Given passage:
____

Several approaches have been proposed to recover from failures of cloud services. Current work lacks a comprehensive understanding of the causes and effects of faults in the complex cloud computing environment. Some approaches just propose service recovery strategies for specific types of faults in certain layer of cloud computing, not considering the failures in all three layers of cloud computing at the same time (Juhnke, Dornemann, & Freisleben, 2009; Mdhaffar, Halima, Juhnke, Jmaiel &Freisleben, 2011; Nallur & Bahsoon, 2013; Ramakrishnan, Koelbel, Keeet et al., 2009). For example, Mdhaffar et al. (2011) present the recovery of SaaS services from failures by the Aop4csm approach. Juhnke et al. (2009) propose to recover IaaS failures by a policy-based approach. In addition, these recovery approaches do not take into account service granularity. They are only suitable for basic services, but not for composite services. Thus, these approaches offer no comprehensive recovery framework for the failures occurred in different cloud layers.

In this paper, we first identify the causes and effects of faults in cloud computing environment, and analyze the relationship between the faults and failures. A unified fault taxonomy is presented for the three layers of cloud computing, where the faults are related to the infrastructure layer, platform layer and software layer. We then propose a hierarchical recovery framework where a series of recovery strategies are used for these failures. In addition, recovery strategies depend on the different service granularity such as basic services and composite services. Four recovery strategies for basic services, according to various fault causes, are undo, redo, substitute with undo and substitute without undo. The recovery strategy for composite services is recompose.

____

Given information:
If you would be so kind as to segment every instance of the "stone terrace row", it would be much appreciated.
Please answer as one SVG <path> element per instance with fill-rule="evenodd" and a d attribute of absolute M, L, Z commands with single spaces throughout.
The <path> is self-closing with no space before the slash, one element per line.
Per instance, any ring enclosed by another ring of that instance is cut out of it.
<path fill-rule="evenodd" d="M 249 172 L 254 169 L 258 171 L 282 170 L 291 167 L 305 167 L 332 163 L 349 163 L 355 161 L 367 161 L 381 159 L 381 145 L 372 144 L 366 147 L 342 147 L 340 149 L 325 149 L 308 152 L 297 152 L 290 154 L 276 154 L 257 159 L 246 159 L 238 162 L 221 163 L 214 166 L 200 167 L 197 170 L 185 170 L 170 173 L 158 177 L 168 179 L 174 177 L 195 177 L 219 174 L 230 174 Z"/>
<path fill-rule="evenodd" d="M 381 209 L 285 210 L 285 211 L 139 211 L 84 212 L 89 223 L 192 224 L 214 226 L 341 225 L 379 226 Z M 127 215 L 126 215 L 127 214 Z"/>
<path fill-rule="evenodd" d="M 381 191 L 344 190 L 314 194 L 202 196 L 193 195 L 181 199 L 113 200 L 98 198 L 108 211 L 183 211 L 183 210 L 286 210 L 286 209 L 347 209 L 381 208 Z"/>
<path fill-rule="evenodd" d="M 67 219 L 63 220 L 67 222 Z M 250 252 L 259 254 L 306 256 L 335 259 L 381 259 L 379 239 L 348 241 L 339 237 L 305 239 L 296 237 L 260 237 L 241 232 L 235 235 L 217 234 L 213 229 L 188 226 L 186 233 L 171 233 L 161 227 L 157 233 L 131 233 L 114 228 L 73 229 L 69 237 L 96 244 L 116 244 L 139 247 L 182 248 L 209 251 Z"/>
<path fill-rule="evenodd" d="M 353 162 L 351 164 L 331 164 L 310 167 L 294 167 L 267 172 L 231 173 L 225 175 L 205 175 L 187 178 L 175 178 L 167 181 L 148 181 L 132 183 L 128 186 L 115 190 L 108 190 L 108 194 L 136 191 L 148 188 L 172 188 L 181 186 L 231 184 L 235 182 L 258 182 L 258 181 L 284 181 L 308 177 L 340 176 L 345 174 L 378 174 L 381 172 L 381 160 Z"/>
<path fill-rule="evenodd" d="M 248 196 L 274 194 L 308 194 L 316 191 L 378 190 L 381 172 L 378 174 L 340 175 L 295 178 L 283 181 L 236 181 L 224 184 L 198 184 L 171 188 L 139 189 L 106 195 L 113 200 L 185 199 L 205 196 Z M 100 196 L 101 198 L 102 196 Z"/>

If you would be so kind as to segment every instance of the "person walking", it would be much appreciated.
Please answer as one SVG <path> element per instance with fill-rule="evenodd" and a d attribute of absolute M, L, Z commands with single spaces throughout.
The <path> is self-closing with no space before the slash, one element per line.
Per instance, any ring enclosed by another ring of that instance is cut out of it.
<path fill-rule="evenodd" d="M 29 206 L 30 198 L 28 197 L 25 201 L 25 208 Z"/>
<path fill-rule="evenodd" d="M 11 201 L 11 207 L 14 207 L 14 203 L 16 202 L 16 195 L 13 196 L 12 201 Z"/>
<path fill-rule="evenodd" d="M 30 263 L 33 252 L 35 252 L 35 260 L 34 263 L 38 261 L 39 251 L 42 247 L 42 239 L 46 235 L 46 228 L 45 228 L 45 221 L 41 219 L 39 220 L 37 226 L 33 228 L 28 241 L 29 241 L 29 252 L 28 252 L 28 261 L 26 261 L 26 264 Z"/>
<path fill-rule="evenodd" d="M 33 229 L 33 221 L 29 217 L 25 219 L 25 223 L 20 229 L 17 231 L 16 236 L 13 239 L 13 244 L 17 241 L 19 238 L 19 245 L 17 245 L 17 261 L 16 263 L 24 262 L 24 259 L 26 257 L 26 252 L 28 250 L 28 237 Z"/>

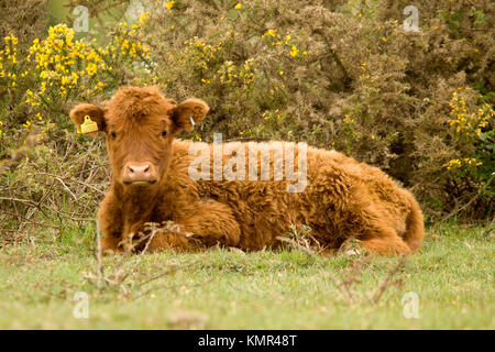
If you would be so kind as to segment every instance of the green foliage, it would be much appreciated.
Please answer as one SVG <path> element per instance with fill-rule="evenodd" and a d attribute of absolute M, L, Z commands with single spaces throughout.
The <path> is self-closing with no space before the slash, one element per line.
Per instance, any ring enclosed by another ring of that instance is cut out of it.
<path fill-rule="evenodd" d="M 86 6 L 91 14 L 114 10 L 118 16 L 129 2 Z M 490 217 L 493 3 L 418 4 L 417 33 L 403 28 L 408 4 L 148 1 L 135 21 L 98 26 L 92 19 L 86 36 L 64 23 L 43 29 L 50 15 L 42 6 L 32 6 L 36 25 L 28 33 L 18 25 L 24 10 L 15 16 L 0 7 L 9 19 L 0 26 L 2 193 L 33 201 L 51 194 L 45 211 L 54 209 L 43 215 L 33 204 L 2 199 L 2 228 L 34 226 L 23 218 L 57 223 L 62 211 L 76 218 L 85 193 L 100 199 L 94 188 L 105 189 L 108 177 L 90 174 L 86 183 L 85 165 L 90 157 L 95 167 L 106 165 L 103 143 L 77 136 L 68 112 L 80 101 L 101 103 L 124 85 L 205 99 L 208 119 L 184 138 L 211 141 L 222 132 L 224 140 L 306 141 L 381 167 L 410 187 L 429 216 L 469 205 L 465 215 Z M 63 183 L 36 174 L 42 169 Z M 80 191 L 77 201 L 67 189 Z M 64 210 L 70 199 L 73 208 Z M 97 204 L 82 212 L 94 215 Z"/>

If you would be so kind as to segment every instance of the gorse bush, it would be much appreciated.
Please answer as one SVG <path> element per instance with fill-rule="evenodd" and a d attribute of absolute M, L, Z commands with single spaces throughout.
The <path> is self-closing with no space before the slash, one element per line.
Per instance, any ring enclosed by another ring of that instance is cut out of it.
<path fill-rule="evenodd" d="M 92 16 L 129 3 L 85 1 Z M 209 103 L 209 118 L 185 138 L 306 141 L 383 168 L 430 216 L 461 207 L 476 218 L 493 215 L 492 2 L 416 4 L 418 32 L 404 28 L 408 1 L 142 3 L 135 21 L 95 21 L 102 26 L 86 36 L 72 23 L 37 37 L 7 26 L 0 156 L 9 167 L 0 177 L 10 183 L 38 162 L 13 166 L 23 141 L 67 151 L 64 143 L 76 139 L 67 117 L 74 103 L 99 103 L 123 85 L 157 85 L 176 100 Z M 28 197 L 20 189 L 18 198 Z M 2 209 L 12 206 L 2 201 Z"/>

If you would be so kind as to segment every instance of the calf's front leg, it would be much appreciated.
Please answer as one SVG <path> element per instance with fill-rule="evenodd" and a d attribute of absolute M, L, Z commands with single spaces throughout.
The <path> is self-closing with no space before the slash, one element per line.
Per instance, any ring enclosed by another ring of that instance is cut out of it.
<path fill-rule="evenodd" d="M 191 233 L 193 239 L 174 233 L 156 233 L 148 245 L 150 251 L 167 248 L 178 251 L 197 250 L 195 239 L 201 242 L 200 246 L 217 243 L 235 246 L 241 237 L 241 229 L 230 207 L 215 200 L 198 201 L 182 209 L 174 223 L 179 226 L 182 233 Z"/>

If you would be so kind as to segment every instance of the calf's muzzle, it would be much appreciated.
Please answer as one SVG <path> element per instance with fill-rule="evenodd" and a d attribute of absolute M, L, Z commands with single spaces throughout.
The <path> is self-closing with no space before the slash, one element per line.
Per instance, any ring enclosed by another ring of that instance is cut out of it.
<path fill-rule="evenodd" d="M 125 185 L 151 185 L 158 180 L 156 167 L 152 163 L 127 163 L 122 170 Z"/>

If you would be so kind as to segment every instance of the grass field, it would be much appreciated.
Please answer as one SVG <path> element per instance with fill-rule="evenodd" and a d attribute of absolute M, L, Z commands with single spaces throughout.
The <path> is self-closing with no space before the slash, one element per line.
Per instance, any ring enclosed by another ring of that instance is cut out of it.
<path fill-rule="evenodd" d="M 100 288 L 91 229 L 69 233 L 0 250 L 1 329 L 495 328 L 494 234 L 484 227 L 440 226 L 405 262 L 298 250 L 110 256 Z M 78 292 L 87 319 L 74 316 Z M 408 292 L 417 319 L 404 315 Z"/>

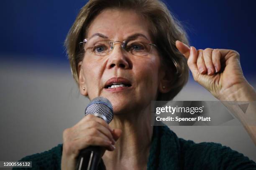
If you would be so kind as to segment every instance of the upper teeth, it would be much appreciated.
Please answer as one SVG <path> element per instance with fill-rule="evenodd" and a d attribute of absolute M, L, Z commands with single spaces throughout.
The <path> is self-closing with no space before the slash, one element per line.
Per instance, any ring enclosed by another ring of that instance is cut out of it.
<path fill-rule="evenodd" d="M 123 84 L 119 84 L 119 85 L 117 85 L 117 83 L 113 83 L 113 85 L 112 85 L 111 86 L 109 87 L 108 88 L 119 88 L 119 87 L 125 87 L 126 85 Z"/>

____

Task instructions:
A – In the passage on cloud service recovery, what is the recovery strategy for composite services?
B – Please carry on the passage on cloud service recovery from its final sentence.
The data stands apart from the passage on cloud service recovery.

Per-task answers:
A – Recompose.

B –
The contributions of the paper are summarized as follows:

  • The relationship between the faults and failures is analyzed. The taxonomy of faults in three layers of cloud computing is presented;

  • According to different service granularity, five recovery strategies are proposed for basic services and composite services, respectively;

  • A simulation system for failure recovery of cloud service composition named CSFRS (Cloud Service Failure Recovery System) is developed. Experimental results based on the simulation system are performed to validate our proposed recovery algorithms.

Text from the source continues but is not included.